**Available data**
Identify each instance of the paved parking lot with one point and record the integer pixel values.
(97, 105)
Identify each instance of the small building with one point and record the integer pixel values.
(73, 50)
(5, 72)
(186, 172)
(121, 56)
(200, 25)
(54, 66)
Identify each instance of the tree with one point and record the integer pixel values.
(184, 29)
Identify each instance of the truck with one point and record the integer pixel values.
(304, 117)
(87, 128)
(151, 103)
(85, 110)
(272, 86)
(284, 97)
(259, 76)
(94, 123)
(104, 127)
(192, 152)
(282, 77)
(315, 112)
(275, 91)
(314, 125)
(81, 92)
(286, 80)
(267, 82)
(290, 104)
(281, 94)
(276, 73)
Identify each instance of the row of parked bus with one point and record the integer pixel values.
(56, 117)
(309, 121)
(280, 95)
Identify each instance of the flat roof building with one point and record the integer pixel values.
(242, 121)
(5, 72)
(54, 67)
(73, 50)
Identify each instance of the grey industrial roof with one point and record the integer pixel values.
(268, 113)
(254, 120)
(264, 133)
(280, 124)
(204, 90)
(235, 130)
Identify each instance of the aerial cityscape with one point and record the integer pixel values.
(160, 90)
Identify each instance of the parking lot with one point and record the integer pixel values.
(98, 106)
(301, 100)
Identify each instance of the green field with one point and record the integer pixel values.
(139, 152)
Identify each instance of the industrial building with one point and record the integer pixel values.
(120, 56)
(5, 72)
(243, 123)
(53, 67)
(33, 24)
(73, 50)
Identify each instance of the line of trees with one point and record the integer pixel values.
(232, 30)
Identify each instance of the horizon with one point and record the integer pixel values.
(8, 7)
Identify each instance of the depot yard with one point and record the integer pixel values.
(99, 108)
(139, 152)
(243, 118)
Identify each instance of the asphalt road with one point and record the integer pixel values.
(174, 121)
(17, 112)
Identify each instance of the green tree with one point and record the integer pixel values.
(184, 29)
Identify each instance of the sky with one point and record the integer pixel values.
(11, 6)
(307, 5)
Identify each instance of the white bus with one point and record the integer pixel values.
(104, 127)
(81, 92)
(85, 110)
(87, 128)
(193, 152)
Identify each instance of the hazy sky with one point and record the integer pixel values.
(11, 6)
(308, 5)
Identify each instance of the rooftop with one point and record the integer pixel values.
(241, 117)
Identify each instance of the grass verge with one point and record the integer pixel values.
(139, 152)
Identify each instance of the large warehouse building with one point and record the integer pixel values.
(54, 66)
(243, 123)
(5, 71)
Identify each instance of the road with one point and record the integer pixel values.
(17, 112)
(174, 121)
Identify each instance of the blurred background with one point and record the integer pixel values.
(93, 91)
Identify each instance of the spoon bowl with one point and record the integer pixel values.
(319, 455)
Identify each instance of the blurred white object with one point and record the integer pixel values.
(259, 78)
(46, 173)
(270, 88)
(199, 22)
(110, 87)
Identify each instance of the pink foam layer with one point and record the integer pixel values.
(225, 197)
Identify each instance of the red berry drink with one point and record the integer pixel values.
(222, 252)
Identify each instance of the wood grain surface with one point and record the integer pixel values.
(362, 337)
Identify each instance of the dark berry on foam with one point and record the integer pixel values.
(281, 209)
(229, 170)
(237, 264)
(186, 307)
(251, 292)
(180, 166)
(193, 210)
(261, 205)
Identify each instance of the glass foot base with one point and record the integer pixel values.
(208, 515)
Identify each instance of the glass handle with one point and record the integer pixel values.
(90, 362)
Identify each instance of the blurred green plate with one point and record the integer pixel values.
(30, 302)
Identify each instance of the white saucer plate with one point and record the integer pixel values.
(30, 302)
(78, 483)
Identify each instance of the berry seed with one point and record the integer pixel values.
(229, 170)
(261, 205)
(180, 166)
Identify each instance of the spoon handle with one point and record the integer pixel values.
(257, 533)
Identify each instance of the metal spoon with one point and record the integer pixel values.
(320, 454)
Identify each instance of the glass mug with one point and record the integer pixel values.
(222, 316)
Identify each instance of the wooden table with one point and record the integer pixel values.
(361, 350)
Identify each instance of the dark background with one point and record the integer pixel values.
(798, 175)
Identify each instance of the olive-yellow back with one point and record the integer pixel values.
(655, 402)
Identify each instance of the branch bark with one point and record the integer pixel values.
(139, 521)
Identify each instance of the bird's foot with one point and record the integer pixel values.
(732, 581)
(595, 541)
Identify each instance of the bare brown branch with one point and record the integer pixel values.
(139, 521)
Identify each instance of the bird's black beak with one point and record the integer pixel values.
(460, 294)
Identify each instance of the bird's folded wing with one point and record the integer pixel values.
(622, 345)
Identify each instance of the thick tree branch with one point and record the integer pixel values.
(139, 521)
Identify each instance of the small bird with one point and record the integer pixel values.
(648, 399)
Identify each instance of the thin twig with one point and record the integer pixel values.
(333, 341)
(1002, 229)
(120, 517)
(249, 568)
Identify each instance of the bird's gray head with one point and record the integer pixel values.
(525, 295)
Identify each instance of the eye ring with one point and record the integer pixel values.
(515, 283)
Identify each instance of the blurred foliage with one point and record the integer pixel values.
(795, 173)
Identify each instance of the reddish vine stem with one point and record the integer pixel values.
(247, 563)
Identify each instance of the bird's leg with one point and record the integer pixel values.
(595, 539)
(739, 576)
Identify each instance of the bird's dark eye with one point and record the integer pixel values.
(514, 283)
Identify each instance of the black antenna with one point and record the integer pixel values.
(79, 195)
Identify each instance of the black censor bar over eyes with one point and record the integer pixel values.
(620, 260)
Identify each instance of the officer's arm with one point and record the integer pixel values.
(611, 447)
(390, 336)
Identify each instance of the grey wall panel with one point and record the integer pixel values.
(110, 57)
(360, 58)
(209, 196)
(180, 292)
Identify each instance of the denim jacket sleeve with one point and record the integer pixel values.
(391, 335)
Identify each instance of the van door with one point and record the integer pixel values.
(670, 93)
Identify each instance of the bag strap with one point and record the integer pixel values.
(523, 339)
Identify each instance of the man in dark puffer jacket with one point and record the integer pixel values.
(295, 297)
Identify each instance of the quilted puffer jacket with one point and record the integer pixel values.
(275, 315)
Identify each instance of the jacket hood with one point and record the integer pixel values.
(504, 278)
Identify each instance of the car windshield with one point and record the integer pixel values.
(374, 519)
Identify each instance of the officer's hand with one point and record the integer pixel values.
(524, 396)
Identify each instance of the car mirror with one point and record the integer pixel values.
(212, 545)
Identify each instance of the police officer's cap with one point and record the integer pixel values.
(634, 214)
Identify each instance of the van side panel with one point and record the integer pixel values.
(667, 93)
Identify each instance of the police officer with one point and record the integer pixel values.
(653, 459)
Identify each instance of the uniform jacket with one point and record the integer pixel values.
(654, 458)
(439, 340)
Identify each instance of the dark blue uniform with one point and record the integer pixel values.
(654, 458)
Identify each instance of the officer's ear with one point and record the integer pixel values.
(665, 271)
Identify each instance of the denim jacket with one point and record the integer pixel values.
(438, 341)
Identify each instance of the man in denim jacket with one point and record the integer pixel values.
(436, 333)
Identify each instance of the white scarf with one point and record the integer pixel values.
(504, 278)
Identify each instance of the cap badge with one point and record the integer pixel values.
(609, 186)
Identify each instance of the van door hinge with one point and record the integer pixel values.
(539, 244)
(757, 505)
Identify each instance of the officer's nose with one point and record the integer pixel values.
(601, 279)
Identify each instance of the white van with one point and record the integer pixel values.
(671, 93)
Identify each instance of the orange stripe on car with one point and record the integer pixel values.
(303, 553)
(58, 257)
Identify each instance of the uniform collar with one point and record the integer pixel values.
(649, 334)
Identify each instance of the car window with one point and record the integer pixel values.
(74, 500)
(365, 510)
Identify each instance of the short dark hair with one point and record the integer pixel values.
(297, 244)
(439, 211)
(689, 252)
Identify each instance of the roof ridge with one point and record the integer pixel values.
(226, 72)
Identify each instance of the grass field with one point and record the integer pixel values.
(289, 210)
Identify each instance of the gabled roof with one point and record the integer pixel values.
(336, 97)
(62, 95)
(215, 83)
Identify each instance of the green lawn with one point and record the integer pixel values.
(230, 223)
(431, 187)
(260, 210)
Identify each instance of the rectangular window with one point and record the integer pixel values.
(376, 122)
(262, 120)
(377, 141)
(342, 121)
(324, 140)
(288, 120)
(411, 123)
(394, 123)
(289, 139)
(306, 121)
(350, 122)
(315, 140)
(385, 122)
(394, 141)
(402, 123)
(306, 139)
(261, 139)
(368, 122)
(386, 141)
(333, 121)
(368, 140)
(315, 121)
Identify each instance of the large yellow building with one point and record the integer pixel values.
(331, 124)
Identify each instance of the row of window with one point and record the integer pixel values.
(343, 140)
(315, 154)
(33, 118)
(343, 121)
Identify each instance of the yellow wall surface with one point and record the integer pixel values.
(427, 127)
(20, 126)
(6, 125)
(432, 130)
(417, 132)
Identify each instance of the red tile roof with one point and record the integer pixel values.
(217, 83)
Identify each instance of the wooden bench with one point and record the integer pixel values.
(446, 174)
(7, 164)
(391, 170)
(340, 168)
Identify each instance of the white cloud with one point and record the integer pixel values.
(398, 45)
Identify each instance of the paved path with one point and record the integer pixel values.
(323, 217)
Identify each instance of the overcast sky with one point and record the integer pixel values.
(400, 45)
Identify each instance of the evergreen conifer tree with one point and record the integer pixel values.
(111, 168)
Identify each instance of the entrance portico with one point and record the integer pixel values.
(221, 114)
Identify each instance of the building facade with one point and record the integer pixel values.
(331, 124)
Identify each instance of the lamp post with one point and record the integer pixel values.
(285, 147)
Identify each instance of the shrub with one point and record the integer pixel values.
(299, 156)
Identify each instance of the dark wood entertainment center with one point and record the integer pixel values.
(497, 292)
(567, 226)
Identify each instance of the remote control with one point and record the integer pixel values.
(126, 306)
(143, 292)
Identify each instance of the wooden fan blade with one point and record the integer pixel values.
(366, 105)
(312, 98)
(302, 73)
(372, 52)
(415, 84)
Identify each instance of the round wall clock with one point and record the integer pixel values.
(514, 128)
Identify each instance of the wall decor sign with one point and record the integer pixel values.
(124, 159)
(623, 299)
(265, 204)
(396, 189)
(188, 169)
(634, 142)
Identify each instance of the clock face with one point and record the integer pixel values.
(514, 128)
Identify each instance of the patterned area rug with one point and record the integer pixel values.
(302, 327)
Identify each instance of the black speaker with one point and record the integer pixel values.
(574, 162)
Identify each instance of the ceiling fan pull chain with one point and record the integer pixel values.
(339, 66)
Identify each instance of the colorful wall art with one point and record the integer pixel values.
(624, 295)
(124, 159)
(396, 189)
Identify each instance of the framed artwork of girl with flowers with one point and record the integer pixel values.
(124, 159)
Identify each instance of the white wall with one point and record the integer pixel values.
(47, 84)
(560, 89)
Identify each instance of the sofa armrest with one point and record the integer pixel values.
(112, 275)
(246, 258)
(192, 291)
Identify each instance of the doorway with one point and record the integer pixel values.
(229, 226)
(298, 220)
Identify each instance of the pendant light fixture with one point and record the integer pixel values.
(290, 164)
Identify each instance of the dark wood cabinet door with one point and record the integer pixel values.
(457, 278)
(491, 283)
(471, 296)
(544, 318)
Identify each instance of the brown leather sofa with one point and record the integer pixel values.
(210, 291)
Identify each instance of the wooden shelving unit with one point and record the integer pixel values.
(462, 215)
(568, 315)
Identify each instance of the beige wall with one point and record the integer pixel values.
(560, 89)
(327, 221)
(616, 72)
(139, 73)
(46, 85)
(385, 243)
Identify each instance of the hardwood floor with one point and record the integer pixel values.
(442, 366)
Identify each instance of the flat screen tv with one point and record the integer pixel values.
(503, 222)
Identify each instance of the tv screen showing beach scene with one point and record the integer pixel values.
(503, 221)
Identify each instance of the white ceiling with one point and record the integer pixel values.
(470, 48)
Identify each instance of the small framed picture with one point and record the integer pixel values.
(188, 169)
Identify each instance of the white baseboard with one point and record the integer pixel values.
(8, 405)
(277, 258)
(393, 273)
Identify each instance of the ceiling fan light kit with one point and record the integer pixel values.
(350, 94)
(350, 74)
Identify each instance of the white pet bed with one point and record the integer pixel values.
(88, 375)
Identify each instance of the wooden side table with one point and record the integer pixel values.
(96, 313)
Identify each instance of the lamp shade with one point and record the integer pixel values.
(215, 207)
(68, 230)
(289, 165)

**Task item**
Retype the lines beginning at the one containing "Identify each instance of the small framed" and ending at the final line of the material, both included.

**Answer**
Identify each instance of the small framed picture with one point and record the integer pixel values.
(188, 169)
Identify each instance of the white baseboard with one point and record the integer pixel values.
(8, 405)
(277, 258)
(393, 273)
Identify each instance of the ceiling fan light kit with one point and record the integer pixel values.
(350, 94)
(350, 74)
Identify each instance of the white pet bed with one point and record the integer pixel values.
(88, 375)
Identify each instance of the wooden side table with one point and record the integer pixel values.
(96, 313)
Identify each instance of the lamp shade with one point and record the integer pixel values.
(215, 207)
(68, 230)
(289, 165)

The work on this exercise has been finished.